SUPPLIED MATERIAL Block Start
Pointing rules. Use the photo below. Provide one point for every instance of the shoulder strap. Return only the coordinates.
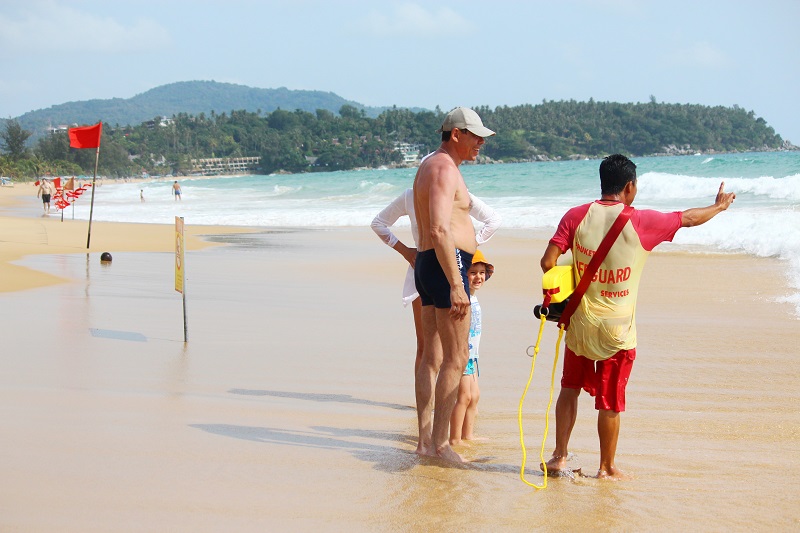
(594, 264)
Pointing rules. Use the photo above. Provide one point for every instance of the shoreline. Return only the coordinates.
(38, 235)
(296, 385)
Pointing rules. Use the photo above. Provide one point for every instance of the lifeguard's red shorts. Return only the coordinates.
(605, 380)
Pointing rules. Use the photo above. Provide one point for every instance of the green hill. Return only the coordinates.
(192, 97)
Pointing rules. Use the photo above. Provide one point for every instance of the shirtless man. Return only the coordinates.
(446, 245)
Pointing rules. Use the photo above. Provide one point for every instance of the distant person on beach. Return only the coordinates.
(446, 246)
(402, 206)
(462, 421)
(45, 191)
(601, 338)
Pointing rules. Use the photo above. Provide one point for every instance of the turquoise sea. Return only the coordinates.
(764, 221)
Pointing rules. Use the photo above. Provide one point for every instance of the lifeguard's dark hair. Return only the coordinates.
(616, 171)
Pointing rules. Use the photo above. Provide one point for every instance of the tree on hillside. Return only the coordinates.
(13, 138)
SUPPLIED MATERIAL Block End
Repeat the lines above precisely and skip every picture.

Pointing rules. Use the photo below. Provide one point for every instance of the shoulder strap. Return only the coordinates.
(594, 264)
Pointing rules. Use the photo above. Provide one point for every instance of the shoreline. Return only the coordinates.
(38, 235)
(296, 385)
Pointing rules. Use the photo above. Provide one point for every instance of the lifeguard's red shorts. Return only the coordinates.
(605, 380)
Pointing rules. Use the photo above. Provide one point for every instance of the green hill. Return only the coordinates.
(192, 97)
Pointing rules. Use the photo above. Provide one point for every instance of the shirtless man. Return only the coordinates.
(446, 245)
Pointing rules. Use the photo above. Provide one point for every instance of the distant person on beach. Return only the coordinates.
(446, 246)
(402, 206)
(462, 421)
(45, 191)
(601, 338)
Pointing rules. Use the photo above. Provide one point for every instance of the turquoise sea. Return only the coordinates.
(764, 221)
Pointing rules. Use the photo above. Provide one point for every instance of the lifeguard's dark hair. Return only the coordinates.
(616, 171)
Pointing rules. Use the photo above. Provide one point for every instance of the tree on hillside. Return only the coordinates.
(13, 138)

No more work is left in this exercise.